**About this task:** In the stretch from the start of the items through the line that contains "box: [904, 327, 943, 388]", change every "rough mask" to "coarse mask" and give those lines again with nothing else altered.

**Records supplied:**
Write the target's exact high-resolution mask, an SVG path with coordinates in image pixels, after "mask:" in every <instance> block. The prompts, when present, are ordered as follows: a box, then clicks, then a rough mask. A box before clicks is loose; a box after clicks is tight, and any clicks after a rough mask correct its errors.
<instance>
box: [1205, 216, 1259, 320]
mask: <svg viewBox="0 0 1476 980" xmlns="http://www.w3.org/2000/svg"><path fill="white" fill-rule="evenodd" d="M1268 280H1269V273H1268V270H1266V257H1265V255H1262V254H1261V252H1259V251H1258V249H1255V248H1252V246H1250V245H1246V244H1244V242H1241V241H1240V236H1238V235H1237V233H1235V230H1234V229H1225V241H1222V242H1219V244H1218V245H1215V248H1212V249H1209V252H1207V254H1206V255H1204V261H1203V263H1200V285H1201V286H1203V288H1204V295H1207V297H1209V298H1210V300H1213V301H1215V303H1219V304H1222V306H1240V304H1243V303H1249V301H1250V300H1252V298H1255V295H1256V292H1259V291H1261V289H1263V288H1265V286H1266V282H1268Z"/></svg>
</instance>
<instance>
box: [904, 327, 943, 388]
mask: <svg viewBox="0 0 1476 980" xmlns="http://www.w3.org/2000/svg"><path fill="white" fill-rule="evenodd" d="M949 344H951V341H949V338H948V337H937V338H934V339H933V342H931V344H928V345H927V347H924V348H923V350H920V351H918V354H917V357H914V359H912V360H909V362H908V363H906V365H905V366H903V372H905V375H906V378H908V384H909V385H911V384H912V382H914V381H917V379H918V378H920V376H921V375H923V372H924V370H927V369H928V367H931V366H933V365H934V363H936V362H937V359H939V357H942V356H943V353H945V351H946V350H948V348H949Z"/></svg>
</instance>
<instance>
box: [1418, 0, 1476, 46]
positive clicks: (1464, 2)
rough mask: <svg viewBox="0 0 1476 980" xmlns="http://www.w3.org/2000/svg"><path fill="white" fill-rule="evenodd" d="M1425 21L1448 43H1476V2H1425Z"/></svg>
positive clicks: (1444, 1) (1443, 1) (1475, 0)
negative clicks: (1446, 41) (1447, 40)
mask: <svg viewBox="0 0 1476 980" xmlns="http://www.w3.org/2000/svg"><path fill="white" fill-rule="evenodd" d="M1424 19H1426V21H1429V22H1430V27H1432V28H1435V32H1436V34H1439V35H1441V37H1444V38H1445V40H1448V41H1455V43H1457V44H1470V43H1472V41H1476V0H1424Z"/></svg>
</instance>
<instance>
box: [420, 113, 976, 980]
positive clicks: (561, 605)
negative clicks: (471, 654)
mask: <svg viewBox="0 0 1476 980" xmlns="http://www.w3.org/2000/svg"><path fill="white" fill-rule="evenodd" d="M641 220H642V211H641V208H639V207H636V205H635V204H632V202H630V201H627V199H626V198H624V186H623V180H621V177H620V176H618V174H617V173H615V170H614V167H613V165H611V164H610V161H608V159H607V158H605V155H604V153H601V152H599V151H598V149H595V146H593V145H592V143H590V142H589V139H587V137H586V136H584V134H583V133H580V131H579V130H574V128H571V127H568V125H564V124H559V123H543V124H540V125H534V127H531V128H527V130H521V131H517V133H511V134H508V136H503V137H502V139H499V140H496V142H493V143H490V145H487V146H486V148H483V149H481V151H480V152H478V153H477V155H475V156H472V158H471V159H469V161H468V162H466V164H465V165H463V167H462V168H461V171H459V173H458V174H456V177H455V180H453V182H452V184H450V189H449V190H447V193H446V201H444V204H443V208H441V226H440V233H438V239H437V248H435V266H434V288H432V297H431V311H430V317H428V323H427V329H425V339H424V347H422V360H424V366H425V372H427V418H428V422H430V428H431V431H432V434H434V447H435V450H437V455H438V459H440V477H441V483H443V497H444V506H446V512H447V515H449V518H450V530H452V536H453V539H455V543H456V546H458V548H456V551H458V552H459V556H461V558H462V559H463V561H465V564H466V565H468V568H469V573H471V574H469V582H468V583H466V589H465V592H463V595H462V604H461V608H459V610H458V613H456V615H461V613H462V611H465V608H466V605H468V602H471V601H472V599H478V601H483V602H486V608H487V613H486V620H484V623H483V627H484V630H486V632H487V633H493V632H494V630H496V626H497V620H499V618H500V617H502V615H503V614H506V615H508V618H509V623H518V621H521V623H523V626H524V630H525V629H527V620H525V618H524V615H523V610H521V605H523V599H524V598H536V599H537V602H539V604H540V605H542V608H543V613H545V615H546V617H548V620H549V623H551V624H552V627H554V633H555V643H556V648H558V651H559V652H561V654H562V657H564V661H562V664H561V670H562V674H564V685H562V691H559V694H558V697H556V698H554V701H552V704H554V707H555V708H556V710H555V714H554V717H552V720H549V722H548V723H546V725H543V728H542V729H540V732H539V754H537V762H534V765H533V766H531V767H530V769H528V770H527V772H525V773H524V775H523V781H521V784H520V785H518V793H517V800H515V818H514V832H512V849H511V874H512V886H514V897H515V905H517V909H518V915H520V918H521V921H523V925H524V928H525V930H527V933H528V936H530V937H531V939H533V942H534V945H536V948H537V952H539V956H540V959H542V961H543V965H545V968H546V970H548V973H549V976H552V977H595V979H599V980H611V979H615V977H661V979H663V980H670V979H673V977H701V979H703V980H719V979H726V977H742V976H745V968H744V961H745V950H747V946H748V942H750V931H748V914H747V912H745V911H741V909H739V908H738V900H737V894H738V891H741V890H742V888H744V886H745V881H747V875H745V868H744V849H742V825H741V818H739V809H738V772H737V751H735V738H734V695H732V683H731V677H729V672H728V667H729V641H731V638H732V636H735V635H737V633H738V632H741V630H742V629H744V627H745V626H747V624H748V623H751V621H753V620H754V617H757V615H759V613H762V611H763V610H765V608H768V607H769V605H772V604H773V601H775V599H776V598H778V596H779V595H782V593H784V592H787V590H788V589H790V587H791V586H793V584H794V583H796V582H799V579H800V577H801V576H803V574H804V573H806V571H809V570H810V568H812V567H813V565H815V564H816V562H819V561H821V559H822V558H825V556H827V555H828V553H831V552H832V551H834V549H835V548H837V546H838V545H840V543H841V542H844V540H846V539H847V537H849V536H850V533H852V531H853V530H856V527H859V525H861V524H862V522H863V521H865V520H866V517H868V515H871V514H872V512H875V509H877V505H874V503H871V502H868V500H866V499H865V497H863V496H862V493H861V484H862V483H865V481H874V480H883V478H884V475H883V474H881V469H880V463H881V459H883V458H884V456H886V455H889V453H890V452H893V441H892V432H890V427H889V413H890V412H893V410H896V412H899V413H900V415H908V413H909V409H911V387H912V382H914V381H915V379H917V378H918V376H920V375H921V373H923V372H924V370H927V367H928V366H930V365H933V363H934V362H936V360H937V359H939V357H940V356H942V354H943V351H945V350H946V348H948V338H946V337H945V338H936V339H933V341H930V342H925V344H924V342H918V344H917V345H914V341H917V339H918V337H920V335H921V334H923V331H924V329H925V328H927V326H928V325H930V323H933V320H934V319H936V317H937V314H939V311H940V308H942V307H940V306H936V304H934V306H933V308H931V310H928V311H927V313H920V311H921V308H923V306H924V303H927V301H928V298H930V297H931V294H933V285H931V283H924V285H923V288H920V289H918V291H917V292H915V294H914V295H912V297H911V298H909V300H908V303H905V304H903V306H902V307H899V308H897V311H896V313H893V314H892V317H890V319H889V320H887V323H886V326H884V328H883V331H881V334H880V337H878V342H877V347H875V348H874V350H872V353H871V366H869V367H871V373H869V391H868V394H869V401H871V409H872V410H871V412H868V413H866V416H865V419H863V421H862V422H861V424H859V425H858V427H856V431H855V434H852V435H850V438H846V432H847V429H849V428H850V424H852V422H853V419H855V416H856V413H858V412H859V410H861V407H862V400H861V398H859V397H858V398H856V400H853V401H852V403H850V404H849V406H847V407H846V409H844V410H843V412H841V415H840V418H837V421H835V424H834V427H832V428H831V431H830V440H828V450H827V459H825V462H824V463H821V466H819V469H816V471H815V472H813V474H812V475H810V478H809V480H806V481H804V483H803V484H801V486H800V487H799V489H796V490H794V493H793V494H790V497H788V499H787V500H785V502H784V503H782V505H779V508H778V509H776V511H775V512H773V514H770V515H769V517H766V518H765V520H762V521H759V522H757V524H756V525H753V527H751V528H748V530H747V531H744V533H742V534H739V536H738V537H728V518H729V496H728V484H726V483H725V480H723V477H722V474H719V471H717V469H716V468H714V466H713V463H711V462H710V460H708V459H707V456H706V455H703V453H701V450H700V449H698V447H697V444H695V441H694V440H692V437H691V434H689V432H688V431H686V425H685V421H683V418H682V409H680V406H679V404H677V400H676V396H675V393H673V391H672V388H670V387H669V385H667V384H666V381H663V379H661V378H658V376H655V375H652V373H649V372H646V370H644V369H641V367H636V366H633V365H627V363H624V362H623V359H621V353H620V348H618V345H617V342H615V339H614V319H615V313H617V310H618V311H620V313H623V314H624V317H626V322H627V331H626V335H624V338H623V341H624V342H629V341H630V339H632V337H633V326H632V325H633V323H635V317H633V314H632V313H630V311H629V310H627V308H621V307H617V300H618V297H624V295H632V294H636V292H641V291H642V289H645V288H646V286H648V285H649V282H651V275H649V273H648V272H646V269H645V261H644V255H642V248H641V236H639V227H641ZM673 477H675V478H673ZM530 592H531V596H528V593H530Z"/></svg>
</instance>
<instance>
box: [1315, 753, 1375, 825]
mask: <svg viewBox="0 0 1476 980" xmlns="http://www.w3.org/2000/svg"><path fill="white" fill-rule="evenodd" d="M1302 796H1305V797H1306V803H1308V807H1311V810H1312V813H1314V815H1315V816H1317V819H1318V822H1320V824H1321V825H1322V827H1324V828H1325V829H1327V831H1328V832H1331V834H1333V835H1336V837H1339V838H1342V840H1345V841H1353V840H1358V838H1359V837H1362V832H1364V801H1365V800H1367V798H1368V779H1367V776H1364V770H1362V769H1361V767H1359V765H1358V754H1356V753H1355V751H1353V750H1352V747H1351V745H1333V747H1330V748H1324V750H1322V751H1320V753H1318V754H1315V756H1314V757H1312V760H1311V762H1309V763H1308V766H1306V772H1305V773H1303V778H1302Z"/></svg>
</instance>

**Exercise answer:**
Write the target's exact high-resolution mask, an SVG path with coordinates in image pixels, after "mask:" in every <instance> block. The prompts, when present, are ordered as follows: a box, then clicks, then a coarse mask. A box before clicks is loose; a box after clicks is tight, and any clicks after a coarse mask correct its errors.
<instance>
box: [1205, 216, 1259, 320]
mask: <svg viewBox="0 0 1476 980" xmlns="http://www.w3.org/2000/svg"><path fill="white" fill-rule="evenodd" d="M1268 280H1269V273H1268V270H1266V257H1265V255H1262V254H1261V252H1259V251H1258V249H1255V248H1252V246H1250V245H1246V244H1244V242H1241V241H1240V236H1238V235H1237V233H1235V230H1234V229H1225V241H1222V242H1219V244H1218V245H1215V248H1212V249H1209V252H1207V254H1206V255H1204V261H1203V263H1200V285H1201V286H1203V288H1204V295H1207V297H1209V298H1210V300H1213V301H1215V303H1219V304H1222V306H1240V304H1243V303H1249V301H1250V300H1252V298H1255V295H1256V292H1259V291H1261V289H1263V288H1265V286H1266V282H1268Z"/></svg>
</instance>
<instance>
box: [904, 327, 943, 388]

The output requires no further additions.